** Position annotation records **
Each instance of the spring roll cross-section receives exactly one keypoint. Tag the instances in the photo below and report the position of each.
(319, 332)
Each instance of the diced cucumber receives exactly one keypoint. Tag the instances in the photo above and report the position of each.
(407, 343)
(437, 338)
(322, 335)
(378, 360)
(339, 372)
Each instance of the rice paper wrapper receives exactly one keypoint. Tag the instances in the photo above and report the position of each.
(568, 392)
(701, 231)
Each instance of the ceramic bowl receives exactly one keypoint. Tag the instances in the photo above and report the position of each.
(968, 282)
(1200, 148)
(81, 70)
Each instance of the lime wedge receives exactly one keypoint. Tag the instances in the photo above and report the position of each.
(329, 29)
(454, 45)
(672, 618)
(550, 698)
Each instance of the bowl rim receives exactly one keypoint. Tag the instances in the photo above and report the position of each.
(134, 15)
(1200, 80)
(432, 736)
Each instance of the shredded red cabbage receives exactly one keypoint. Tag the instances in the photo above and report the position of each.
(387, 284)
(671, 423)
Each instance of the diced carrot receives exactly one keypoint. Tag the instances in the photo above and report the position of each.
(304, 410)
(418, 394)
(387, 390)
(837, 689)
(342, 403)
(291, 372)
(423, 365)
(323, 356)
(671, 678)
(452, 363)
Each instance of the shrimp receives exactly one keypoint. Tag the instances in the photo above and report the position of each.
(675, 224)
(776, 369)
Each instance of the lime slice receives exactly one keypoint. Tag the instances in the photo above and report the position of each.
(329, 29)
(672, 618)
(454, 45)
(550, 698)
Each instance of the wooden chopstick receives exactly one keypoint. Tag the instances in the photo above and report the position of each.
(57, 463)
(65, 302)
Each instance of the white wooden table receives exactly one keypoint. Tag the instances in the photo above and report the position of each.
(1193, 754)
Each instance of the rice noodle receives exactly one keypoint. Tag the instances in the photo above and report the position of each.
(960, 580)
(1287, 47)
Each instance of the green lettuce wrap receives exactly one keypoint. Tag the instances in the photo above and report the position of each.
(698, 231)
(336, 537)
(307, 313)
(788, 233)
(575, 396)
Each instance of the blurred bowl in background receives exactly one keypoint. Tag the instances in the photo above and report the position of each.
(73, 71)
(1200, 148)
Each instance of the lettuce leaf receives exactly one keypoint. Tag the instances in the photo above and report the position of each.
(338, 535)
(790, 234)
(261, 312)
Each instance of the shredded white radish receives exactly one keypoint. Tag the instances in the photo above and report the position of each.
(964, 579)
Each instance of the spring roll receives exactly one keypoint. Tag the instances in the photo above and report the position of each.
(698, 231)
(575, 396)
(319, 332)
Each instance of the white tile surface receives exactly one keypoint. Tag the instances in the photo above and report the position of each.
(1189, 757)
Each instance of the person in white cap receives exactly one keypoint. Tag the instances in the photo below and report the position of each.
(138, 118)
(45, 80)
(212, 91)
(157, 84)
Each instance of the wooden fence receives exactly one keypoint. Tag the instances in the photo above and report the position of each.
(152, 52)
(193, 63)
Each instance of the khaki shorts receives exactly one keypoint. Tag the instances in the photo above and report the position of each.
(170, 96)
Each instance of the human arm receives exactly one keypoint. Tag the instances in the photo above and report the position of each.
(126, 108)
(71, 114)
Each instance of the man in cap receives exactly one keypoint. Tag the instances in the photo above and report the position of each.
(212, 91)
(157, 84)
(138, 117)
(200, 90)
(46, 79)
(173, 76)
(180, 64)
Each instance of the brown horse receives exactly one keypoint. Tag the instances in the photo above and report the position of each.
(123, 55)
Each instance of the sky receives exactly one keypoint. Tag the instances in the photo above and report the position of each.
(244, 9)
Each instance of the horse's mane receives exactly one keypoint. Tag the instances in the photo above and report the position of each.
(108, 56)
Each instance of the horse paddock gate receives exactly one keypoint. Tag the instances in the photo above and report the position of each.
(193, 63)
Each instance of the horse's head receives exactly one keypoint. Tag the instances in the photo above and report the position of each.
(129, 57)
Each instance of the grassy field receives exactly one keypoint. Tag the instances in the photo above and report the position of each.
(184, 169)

** Exercise requirements **
Would you give again, word for word, every line from the one with "Each instance of the khaki" through the final line of the listing above?

** Written answer **
Each instance of the khaki shorts receives exactly one keypoint. Tag the instances in the photo above and report the position of each.
(170, 96)
Each instance of the human arm receives exactly one keypoint. Tag the instances in the photo above and report the position of each.
(126, 108)
(71, 114)
Each instance of the man in cap receives exactly one keypoint. Tag the instances in the photo above and report the position of each.
(212, 91)
(157, 84)
(138, 117)
(200, 90)
(46, 79)
(173, 76)
(180, 64)
Each instance of the brown horse receives exactly one keypoint. Tag the instances in the photo above and report the position of each.
(123, 55)
Each instance of the sky receives exactly one keypoint. Tag the instances in the photo above and report the position of each.
(244, 9)
Each instance of the horse's mane receives exactly one keypoint. Tag the instances in the photo above and report the position of each.
(108, 56)
Each instance of the horse paddock gate receives exactly one keypoint. Tag the instances in the photo above and report the position of each.
(193, 63)
Each instance of the horse's head receives exactly one keypoint. Tag the instances in the photo above and report the position of each.
(129, 57)
Each instance of the grassy field receives exactly one keypoint. Tag the instances in the photo above and report the position of each.
(184, 169)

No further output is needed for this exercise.